* _GIVEN EXERCISE_:
Pull out every line of the records below that contains the word "instance", matching case exactly.

* _Labeled shape records_:
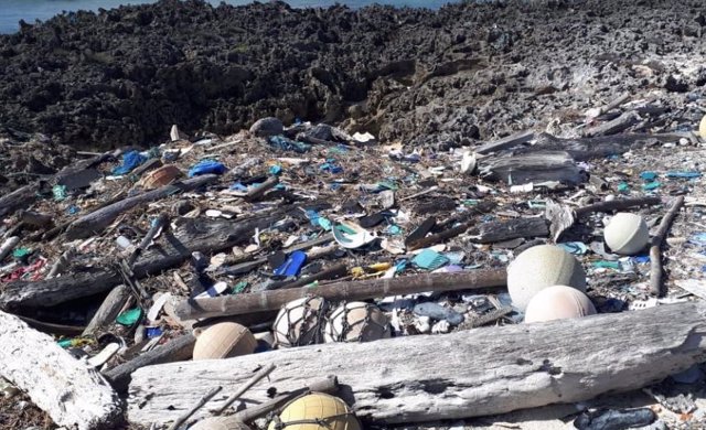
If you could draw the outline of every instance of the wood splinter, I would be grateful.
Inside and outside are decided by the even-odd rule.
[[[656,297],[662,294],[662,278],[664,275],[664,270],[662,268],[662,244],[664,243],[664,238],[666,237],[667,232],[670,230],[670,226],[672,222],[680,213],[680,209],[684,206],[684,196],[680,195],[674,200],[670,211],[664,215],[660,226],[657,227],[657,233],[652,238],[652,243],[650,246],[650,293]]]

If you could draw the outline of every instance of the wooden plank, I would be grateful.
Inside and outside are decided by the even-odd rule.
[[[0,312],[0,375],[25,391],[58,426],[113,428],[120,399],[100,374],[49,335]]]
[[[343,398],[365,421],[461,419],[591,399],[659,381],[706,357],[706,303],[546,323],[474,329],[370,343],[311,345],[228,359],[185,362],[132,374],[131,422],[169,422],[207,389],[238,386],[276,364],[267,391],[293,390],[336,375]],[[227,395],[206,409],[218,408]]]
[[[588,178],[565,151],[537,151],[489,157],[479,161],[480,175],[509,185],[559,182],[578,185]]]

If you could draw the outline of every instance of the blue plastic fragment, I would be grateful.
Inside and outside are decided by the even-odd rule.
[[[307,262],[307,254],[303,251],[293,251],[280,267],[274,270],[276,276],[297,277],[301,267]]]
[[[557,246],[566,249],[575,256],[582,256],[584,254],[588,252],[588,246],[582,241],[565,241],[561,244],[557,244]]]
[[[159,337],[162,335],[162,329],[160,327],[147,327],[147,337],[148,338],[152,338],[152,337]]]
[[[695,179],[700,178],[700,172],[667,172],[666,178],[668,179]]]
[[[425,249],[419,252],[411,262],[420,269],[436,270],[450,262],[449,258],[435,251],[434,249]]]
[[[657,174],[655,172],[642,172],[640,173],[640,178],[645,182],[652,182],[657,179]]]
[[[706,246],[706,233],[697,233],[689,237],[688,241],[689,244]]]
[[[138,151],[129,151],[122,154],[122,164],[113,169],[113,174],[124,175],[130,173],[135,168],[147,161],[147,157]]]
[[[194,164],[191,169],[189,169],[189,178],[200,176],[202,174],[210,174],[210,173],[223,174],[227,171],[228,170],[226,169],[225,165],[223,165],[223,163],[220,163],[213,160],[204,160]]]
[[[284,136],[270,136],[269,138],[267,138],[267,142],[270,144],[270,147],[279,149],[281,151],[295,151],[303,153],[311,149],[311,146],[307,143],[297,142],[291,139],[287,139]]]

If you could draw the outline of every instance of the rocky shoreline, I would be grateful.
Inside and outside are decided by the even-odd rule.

* _EXERCISE ANSWER_:
If you could draw the outline of every instance of the wood splinter, I would be grateful.
If you could draw the outline of every instance of the wooden plank, I would be grateful.
If you could draw the outline of every instance of the blue plastic fragment, I would be grateful.
If you could draw the outline of every instance of the rocky shoreline, I would be grateful.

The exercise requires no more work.